** GIVEN INFORMATION **

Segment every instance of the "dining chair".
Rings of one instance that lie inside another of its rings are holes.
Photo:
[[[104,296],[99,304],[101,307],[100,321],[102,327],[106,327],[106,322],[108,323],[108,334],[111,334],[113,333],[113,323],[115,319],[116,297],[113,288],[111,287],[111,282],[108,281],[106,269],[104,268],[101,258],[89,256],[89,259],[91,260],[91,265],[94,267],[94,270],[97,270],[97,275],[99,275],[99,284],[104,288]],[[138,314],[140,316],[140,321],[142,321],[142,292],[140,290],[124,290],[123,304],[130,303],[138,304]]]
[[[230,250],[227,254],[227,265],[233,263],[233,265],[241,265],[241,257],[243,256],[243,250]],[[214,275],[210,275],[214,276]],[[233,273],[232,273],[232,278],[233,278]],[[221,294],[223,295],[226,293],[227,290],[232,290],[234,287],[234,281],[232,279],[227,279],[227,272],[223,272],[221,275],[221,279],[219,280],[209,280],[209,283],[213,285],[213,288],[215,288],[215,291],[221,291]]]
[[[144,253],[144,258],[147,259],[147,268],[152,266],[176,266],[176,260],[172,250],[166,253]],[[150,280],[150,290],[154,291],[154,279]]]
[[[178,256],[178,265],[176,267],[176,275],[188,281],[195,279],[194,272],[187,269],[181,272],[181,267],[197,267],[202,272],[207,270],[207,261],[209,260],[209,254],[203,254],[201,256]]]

** STATED PROBLEM **
Can you write out all the records above again, switching "instance" for "object" and keeping everything else the same?

** COMPLETED TASK **
Segment every object of the "dining chair".
Rings of one object that lie inside another of its rings are holes.
Photo:
[[[104,296],[99,304],[101,307],[100,321],[102,327],[106,327],[106,322],[108,323],[108,334],[111,334],[113,333],[113,323],[115,319],[116,297],[113,288],[111,287],[111,282],[108,281],[106,269],[104,268],[101,258],[89,256],[89,259],[91,260],[91,265],[94,267],[94,270],[97,270],[97,275],[99,275],[99,284],[104,288]],[[138,314],[140,316],[140,321],[142,321],[142,292],[140,290],[124,290],[123,304],[130,303],[138,304]]]
[[[230,250],[227,254],[227,265],[233,263],[233,265],[241,265],[241,257],[243,256],[243,250]],[[214,275],[210,275],[214,276]],[[233,273],[232,273],[232,278],[233,278]],[[221,294],[223,295],[226,293],[227,290],[232,290],[234,287],[234,281],[232,279],[227,279],[227,272],[223,272],[221,275],[221,279],[219,280],[209,280],[209,283],[213,285],[213,288],[215,288],[215,291],[221,291]]]
[[[144,253],[144,258],[147,259],[147,268],[152,266],[176,266],[176,260],[172,250],[166,253]],[[150,280],[150,290],[154,291],[154,279]]]
[[[178,256],[178,265],[176,267],[176,275],[188,281],[195,279],[194,272],[187,269],[181,272],[181,267],[197,267],[202,272],[207,270],[207,261],[209,260],[209,254],[203,254],[201,256]]]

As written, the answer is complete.